» DOCUMENT TEXT:
17 Jul Fibre
Western diets are known to be low in fibre in comparison to other diets worldwide, this is partly due to the ready availability of convenience and over processed foods at our disposal.
So, what is fibre? Fibre is the part of food that cannot be digested by the body. It is found in fruits, vegetables including the skin and stalks. It is in seeds and bran used in wholemeal breads and cereals.
It is important in the diet to create bulk or roughage to pass along the digestive tract and for healthy bowel health. It contributes to a healthy gut, and therefore, is important for our digestive health and regular bowel movements. Fibre also helps you feel fuller for longer, can improve cholesterol and blood sugar levels and can assist in preventing some diseases such as diabetes, heart disease and bowel cancer.
There are 2 types of fibre soluble and insoluble fibre. Soluble fibre attracts water and turns into a gel like substance. Soluble sources include oats and oatmeal, legumes (peas, beans, lentils), barley, fruits and vegetables (especially oranges, apples and carrots).
Insoluble fibre does not absorb or dissolve in water. It passes through our digestive system in close to its original form. Good sources of insoluble fibre include beans, whole wheat or bran products, green beans, potatoes, cauliflowers, and nuts.
The RDA (recommended daily allowance) is 25-30g of fibre per day for female adults and 30-35g for male adults.
Not only is important in the diet for optimal health but it is useful to increase fibre when dieting and as calories are decreasing as it is low calorie and adds volume to the diet and along with a high protein diet will help keep you fully and satisfied.

(Collected data entries)
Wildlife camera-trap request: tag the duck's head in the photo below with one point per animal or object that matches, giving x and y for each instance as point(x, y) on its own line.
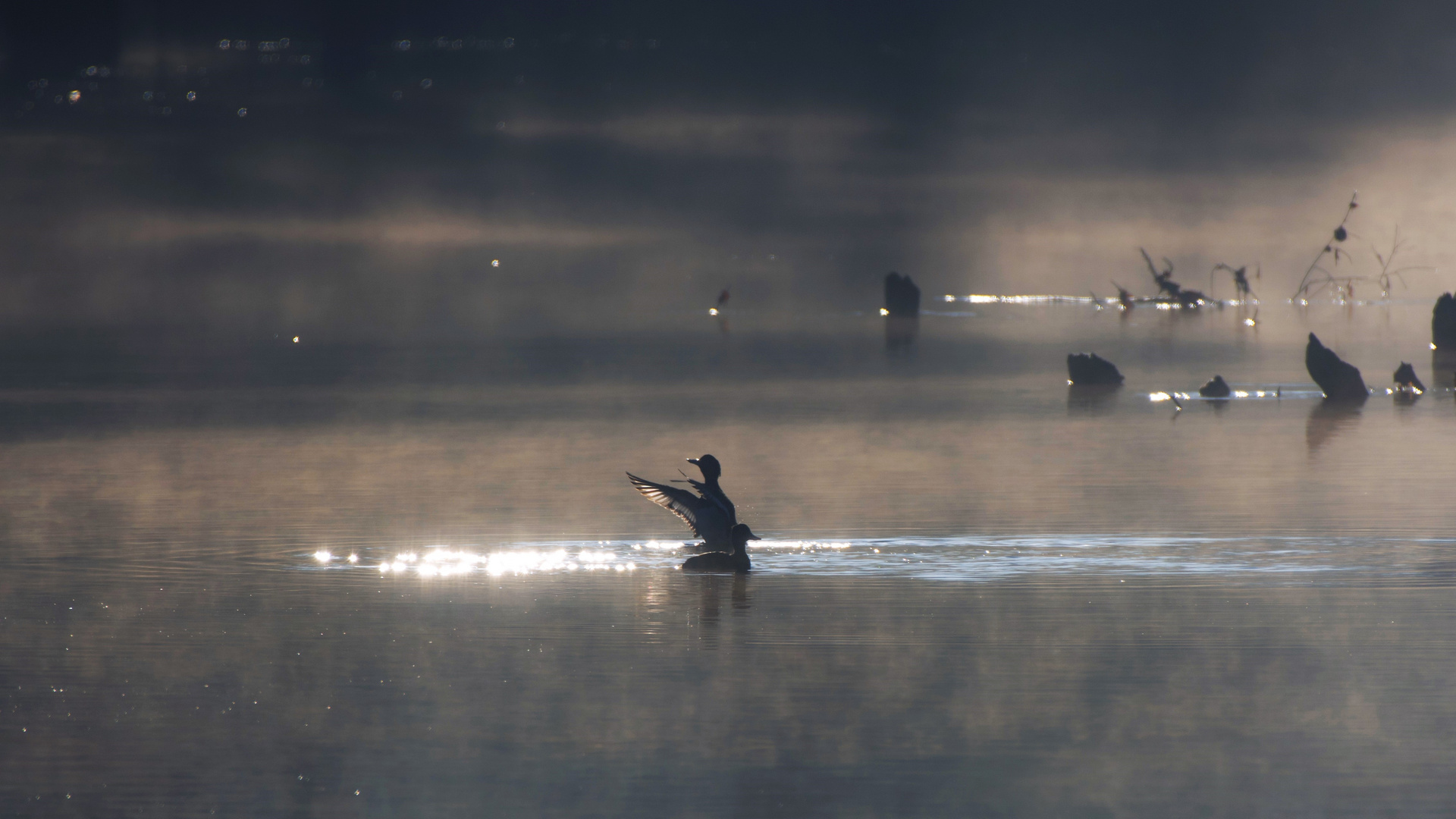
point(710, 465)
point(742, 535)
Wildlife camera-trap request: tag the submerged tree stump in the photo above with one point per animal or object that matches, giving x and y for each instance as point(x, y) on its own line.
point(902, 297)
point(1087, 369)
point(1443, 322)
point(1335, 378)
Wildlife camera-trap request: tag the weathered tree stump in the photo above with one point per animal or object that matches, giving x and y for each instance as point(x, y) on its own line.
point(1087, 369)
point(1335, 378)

...

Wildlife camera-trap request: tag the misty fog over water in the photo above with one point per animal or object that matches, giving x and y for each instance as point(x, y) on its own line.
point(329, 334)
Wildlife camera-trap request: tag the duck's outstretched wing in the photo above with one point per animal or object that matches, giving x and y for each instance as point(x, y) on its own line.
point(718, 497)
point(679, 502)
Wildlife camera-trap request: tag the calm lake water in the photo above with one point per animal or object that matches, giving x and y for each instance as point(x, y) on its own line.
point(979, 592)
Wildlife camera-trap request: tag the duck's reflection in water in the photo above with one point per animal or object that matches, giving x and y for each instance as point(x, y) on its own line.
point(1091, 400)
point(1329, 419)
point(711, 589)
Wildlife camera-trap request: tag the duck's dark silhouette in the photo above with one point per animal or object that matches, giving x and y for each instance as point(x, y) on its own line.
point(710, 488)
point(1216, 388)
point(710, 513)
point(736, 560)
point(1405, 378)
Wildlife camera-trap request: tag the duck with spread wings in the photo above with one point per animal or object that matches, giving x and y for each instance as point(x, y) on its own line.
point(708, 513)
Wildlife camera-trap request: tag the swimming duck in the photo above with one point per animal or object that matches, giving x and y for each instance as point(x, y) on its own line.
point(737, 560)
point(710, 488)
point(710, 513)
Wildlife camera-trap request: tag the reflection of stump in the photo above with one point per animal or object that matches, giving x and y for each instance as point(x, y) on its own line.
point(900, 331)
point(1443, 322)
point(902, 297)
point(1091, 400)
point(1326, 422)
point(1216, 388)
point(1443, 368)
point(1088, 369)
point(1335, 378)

» YOUR TASKS:
1. Using the fibre text, decide whether each statement agrees with it. (a) Soluble fibre becomes a gel-like substance. (b) Insoluble fibre dissolves in water. (c) Male adults should get 25-30g of fibre a day.
2. From the fibre text, copy the passage that begins at the words "So, what is" and stops after "apples and carrots).".

» TASK SOLUTIONS:
1.
(a) Yes: "Soluble fibre attracts water and turns into a gel like substance."
(b) No: "Insoluble fibre does not absorb or dissolve in water."
(c) No: "30-35g for male adults."

2.
So, what is fibre? Fibre is the part of food that cannot be digested by the body. It is found in fruits, vegetables including the skin and stalks. It is in seeds and bran used in wholemeal breads and cereals.
It is important in the diet to create bulk or roughage to pass along the digestive tract and for healthy bowel health. It contributes to a healthy gut, and therefore, is important for our digestive health and regular bowel movements. Fibre also helps you feel fuller for longer, can improve cholesterol and blood sugar levels and can assist in preventing some diseases such as diabetes, heart disease and bowel cancer.
There are 2 types of fibre soluble and insoluble fibre. Soluble fibre attracts water and turns into a gel like substance. Soluble sources include oats and oatmeal, legumes (peas, beans, lentils), barley, fruits and vegetables (especially oranges, apples and carrots).